* _Supplied passage_:

Continuing from Rees’ point that the impact of the printing press allowed information to become available to all who could read, now the process of learning and being educated is being freed and made available to all. This is of immense significance for our rapidly expanding human race.
Future: employers
Vocation-based learning has special requirements. Employers of those who currently need vocation-based education (such as in medicine) will still need the reassurance that an individual has reached certain levels of education, knowledge, understanding, critical thinking and ability to take appropriate decisions. This might consist of a portfolio of evidence rather than following a single provider’s course.
Future: the individual student’s learning journey
At present the education framework meets the needs of those delivering education, who therefore have a strong motivation to maintain the status quo. Even today’s first generation of software learning platforms, such as Blackboard®, try to recreate current methods of structured teacher-led education online.

* _Entries supplied_:
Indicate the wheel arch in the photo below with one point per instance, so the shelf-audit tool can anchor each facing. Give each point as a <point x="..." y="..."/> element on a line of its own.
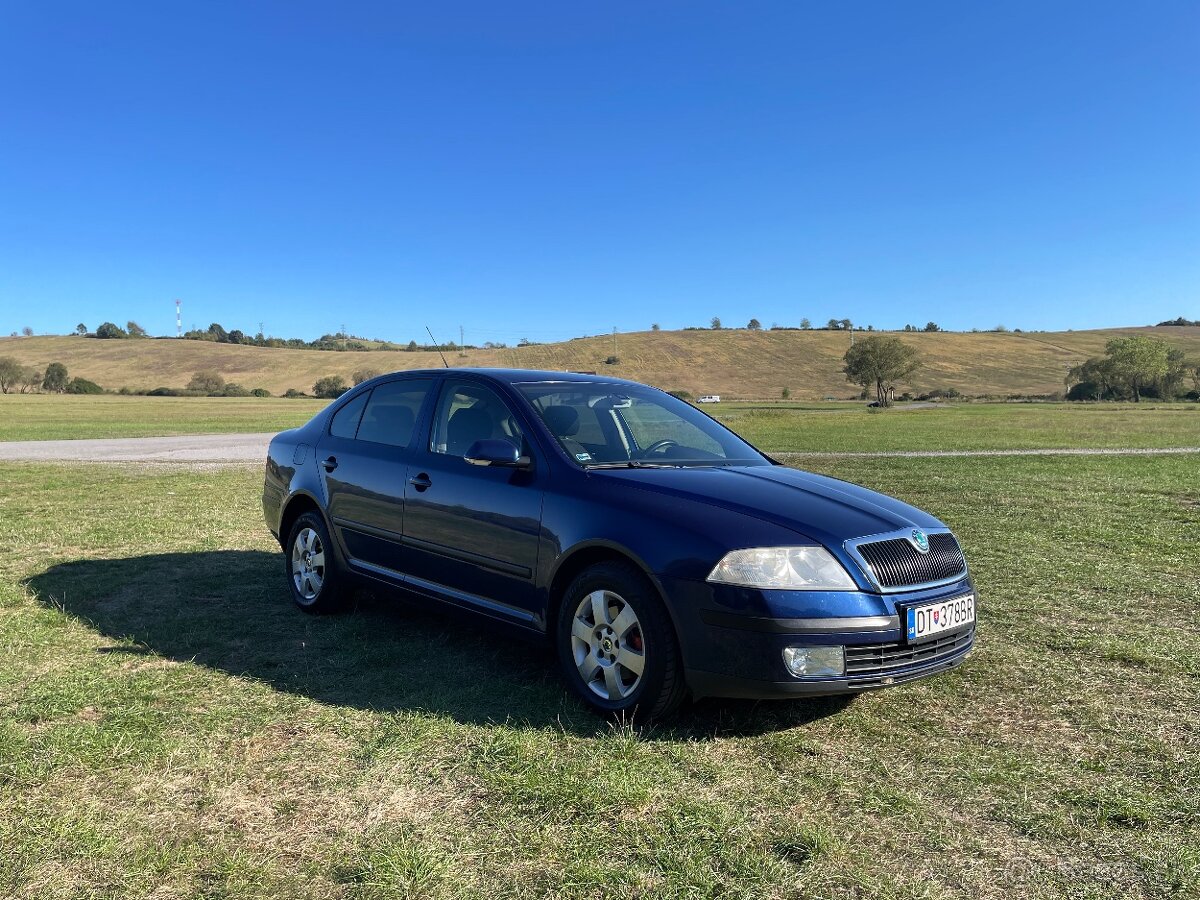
<point x="294" y="507"/>
<point x="585" y="556"/>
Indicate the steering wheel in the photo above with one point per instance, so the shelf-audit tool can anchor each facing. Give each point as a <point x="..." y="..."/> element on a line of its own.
<point x="659" y="445"/>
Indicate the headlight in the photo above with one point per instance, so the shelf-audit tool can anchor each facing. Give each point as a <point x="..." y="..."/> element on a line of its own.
<point x="783" y="569"/>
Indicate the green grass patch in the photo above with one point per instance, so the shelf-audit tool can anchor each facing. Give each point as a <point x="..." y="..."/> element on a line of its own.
<point x="779" y="427"/>
<point x="169" y="726"/>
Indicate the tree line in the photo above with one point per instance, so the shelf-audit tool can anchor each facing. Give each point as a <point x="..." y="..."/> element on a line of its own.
<point x="18" y="378"/>
<point x="1132" y="369"/>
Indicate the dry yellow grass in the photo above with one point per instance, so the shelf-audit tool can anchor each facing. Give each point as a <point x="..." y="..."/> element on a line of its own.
<point x="736" y="364"/>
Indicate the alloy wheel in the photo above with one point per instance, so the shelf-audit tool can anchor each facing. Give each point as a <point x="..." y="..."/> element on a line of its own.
<point x="307" y="564"/>
<point x="607" y="646"/>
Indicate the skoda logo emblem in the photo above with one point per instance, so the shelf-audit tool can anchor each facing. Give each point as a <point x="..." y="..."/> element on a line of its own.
<point x="919" y="540"/>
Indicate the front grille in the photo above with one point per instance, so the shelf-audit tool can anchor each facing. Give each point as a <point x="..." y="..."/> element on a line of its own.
<point x="883" y="658"/>
<point x="895" y="563"/>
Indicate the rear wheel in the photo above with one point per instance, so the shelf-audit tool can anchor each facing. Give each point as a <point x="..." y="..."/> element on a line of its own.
<point x="616" y="645"/>
<point x="317" y="583"/>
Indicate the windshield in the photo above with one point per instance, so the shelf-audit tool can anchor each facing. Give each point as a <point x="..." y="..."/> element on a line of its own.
<point x="625" y="425"/>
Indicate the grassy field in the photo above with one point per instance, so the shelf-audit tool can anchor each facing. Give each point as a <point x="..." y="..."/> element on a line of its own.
<point x="772" y="426"/>
<point x="51" y="417"/>
<point x="737" y="364"/>
<point x="171" y="727"/>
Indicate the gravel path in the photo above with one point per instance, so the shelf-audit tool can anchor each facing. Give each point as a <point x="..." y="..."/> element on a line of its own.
<point x="204" y="450"/>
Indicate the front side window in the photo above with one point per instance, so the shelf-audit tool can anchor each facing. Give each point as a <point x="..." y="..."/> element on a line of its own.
<point x="391" y="413"/>
<point x="469" y="412"/>
<point x="628" y="425"/>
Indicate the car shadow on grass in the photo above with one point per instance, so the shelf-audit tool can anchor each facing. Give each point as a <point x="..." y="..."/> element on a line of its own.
<point x="229" y="611"/>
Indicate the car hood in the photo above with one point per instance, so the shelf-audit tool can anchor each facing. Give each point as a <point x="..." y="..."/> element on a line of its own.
<point x="822" y="509"/>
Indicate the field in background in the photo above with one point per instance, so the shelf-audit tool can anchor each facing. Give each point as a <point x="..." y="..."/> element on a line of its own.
<point x="65" y="417"/>
<point x="775" y="426"/>
<point x="171" y="726"/>
<point x="735" y="363"/>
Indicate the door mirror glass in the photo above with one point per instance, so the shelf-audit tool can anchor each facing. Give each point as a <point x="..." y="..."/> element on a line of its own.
<point x="496" y="451"/>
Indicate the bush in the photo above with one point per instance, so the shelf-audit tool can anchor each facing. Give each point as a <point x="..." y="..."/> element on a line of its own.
<point x="108" y="330"/>
<point x="330" y="388"/>
<point x="207" y="382"/>
<point x="55" y="378"/>
<point x="82" y="385"/>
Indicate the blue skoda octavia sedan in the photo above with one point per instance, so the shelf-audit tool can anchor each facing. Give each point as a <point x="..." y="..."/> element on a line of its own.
<point x="660" y="553"/>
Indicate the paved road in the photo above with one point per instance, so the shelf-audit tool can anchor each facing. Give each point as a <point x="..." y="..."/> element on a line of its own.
<point x="1062" y="451"/>
<point x="192" y="449"/>
<point x="203" y="450"/>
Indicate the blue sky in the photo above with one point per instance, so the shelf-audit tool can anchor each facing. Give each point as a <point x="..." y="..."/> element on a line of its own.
<point x="553" y="169"/>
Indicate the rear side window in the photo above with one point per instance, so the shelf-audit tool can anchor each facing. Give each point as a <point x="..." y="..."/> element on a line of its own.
<point x="346" y="420"/>
<point x="391" y="413"/>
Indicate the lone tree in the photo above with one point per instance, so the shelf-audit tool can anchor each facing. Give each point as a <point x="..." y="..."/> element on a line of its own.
<point x="10" y="375"/>
<point x="880" y="361"/>
<point x="1138" y="361"/>
<point x="207" y="382"/>
<point x="55" y="379"/>
<point x="30" y="379"/>
<point x="109" y="331"/>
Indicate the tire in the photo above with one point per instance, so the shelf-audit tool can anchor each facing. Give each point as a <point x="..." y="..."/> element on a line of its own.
<point x="611" y="623"/>
<point x="318" y="585"/>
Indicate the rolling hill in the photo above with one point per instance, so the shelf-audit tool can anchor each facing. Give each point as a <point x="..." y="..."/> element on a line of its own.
<point x="736" y="364"/>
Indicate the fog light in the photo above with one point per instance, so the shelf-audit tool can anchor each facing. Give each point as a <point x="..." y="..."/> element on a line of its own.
<point x="808" y="661"/>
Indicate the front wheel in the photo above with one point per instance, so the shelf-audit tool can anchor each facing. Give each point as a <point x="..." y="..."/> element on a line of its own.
<point x="617" y="647"/>
<point x="317" y="583"/>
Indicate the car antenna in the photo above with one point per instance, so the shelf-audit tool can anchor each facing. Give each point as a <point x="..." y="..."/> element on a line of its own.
<point x="437" y="347"/>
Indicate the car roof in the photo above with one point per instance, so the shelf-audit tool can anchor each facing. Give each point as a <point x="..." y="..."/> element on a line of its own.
<point x="523" y="376"/>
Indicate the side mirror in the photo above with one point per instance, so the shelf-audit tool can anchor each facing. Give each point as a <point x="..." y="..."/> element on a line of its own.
<point x="496" y="451"/>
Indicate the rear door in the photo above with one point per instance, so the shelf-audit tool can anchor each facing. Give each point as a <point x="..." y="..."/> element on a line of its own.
<point x="472" y="532"/>
<point x="364" y="461"/>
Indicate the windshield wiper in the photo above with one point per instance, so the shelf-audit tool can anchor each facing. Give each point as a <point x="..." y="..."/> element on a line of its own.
<point x="631" y="465"/>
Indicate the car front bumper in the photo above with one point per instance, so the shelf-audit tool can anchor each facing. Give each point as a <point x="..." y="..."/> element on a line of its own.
<point x="731" y="649"/>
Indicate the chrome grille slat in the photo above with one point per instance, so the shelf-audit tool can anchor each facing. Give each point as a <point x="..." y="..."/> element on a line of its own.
<point x="895" y="563"/>
<point x="881" y="658"/>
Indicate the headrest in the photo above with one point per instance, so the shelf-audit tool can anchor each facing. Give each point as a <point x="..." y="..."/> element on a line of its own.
<point x="467" y="426"/>
<point x="562" y="421"/>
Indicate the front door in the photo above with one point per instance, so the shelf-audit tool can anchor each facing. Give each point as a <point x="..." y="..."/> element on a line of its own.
<point x="472" y="532"/>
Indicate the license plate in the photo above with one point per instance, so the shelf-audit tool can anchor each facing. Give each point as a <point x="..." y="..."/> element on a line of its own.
<point x="943" y="616"/>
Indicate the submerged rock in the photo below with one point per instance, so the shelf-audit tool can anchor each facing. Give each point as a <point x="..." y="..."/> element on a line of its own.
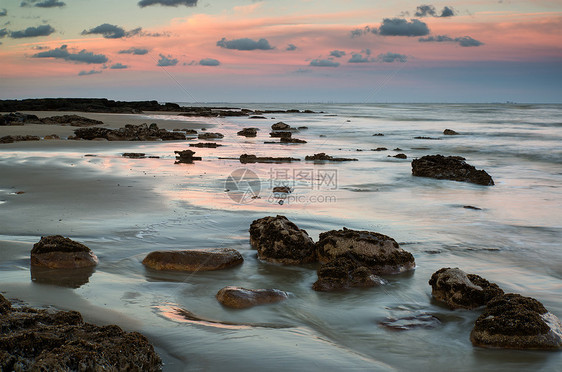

* _What to work on_:
**A.** In the passage on the future of education, which software learning platform is named as an example?
**B.** Continue the passage on the future of education, starting after its last sentence.
The data has nothing to do with the passage on the future of education.

* _Response list_:
**A.** Blackboard®.

**B.**
The real excitement is in trying to create an entirely new world of education, starting with a blank screen and an entirely fresh mind-set. Imagine a software learning platform, let’s call it StudentInCharge.com, where the individual student is in control and the student’s needs are at the centre. The student is given assistance over defining their individual learning goals and then chooses from identified web-wide choices of suitable software programmes, learning aids and their various providers. Each of these might be free or have charges, may or may not carry some educational quality accreditation and on completion may earn educational credits. The student enters an online community of other students and is advised over which groups include like-minded students with similar motivations or interests. The student’s needs are matched with suitable online tutors for direct live advice and supervision as directed by the student (not teacher). At intervals the student’s needs and goals are reassessed and further informed choices taken for the next study areas. The hurdles of formal diplomas or degrees could become irrelevant as the student continues on their lifetime educational journey, a journey characterised by being student led and highly responsive to the student’s particular needs. Education, defined as the process of “leading on” students, will at last give way to learning, the student-led exploration.
A student in this online environment would never need to visit a university building. Just as physical CD shops and bookshops are disappearing, physical lecture theatres in teaching universities may simply become irrelevant.
Conclusion
The tectonic shifts mentioned by Rees in education technology will unleash a tsunami over current practices and institutions. Education is not going to stay the same; we are at the start of a radical revolution not only in delivery and availability, but also in the framework within which education occurs. Emerging from this on-going chaos, there is the potential for massively enhancing the quality and the evidence basis of dermatology education. But if you are not yet guiding your students in their e-learning, wake up, they may not need you for long. (See Appendix SI for What to do this week; available from : http://www.medicaljournals.se/acta/content/?doi=10.2340/00015555-1427.)
ACKNOWLEDGEMENT
Conflict of interest statement. AYF started the Diploma in Practical Dermatology (DPD) in 1989 and had overall responsibility for this course until 2009. Cardiff University gains income from the DPD and MSc in Practical Dermatology.